GOAL OF THE EXERCISE
Reproduce the listing below verbatim, starting at the first line and ending at the line containing "0;0;542;359", both included.

--- Start GIVEN ENTRIES ---

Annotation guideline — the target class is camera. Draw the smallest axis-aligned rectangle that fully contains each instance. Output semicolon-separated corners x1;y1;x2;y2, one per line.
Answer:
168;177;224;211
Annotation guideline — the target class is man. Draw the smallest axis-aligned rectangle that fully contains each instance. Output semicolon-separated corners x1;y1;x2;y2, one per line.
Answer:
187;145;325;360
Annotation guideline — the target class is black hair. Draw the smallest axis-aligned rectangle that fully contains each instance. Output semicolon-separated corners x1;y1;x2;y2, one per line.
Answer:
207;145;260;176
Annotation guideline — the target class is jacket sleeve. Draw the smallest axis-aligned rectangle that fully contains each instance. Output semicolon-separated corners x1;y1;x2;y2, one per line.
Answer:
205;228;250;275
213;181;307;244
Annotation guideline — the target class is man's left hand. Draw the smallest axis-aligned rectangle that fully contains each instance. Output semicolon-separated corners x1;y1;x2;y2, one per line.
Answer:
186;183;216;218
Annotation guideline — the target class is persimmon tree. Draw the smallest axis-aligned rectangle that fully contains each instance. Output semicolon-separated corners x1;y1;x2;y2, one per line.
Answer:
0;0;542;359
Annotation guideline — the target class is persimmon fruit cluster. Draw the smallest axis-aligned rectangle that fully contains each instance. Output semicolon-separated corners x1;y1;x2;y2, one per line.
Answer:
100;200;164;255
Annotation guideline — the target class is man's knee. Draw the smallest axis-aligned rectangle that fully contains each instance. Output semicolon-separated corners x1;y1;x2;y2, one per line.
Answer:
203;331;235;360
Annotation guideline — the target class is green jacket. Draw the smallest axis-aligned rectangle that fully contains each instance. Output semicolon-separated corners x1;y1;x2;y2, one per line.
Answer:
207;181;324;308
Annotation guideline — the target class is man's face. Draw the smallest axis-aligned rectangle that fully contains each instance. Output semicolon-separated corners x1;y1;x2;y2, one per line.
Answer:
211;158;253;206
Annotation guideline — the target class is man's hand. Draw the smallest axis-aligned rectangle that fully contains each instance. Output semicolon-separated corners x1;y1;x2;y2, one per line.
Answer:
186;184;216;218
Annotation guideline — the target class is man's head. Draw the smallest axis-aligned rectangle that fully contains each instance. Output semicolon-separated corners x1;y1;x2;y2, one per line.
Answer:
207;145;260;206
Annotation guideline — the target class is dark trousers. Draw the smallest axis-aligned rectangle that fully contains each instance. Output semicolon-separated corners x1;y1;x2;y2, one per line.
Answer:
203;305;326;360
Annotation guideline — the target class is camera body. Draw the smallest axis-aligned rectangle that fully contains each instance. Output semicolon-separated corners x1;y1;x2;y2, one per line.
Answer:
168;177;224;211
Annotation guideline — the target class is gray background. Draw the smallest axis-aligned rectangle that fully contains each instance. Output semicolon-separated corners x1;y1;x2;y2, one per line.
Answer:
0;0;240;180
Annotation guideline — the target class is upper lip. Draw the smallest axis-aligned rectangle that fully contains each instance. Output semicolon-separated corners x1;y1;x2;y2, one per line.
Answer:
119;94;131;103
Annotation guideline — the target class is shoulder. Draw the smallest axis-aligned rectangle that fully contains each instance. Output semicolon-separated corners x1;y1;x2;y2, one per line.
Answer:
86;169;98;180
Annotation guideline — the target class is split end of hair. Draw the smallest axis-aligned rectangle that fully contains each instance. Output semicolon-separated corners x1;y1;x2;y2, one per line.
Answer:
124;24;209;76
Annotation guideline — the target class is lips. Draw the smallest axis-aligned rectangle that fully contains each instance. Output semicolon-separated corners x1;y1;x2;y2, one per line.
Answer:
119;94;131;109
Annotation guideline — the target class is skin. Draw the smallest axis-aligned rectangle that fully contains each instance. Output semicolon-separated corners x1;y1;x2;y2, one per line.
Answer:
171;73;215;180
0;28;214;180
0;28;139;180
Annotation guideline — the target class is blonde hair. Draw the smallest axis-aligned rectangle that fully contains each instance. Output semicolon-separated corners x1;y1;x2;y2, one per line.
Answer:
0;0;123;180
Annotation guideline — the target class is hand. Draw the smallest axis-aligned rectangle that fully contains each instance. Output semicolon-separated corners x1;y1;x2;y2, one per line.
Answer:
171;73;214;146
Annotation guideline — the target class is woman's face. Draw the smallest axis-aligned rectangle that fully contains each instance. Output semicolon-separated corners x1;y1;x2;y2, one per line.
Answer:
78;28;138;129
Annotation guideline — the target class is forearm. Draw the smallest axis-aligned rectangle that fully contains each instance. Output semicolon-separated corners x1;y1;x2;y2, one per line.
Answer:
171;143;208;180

--- End GIVEN ENTRIES ---

OUTPUT OF THE EXERCISE
Annotation guideline — the target class is camera. Draw the smallest axis-aligned rectangle that fully contains each instance. Output semicolon-separated corners x1;y1;x2;y2, one per line.
Answer:
168;177;224;211
Annotation guideline — the target class is man. Draw the smallest axis-aligned rectangle that fully contains each instance. Output semicolon-separated corners x1;y1;x2;y2, one per line.
Answer:
187;145;325;360
Annotation guideline — the target class is black hair. Draw the smallest axis-aligned rectangle that fully contains each instance. Output semicolon-separated corners x1;y1;x2;y2, one per line.
Answer:
207;145;260;176
Annotation guideline — the target class is jacket sleeve. Draw the smallest axis-aligned rectangle that fully contains each instance. Output semicolon-separated corners x1;y1;x2;y2, one per line.
Answer:
205;228;250;275
213;181;307;244
Annotation guideline — the target class is man's left hand. Draw the smallest axis-aligned rectangle that fully contains each instance. Output semicolon-separated corners x1;y1;x2;y2, one per line.
Answer:
186;183;216;218
Annotation guideline — the target class is persimmon tree. Draw the smallest axis-aligned rectangle that fully contains each instance. Output semicolon-separated corners x1;y1;x2;y2, one per line.
Answer:
0;0;542;359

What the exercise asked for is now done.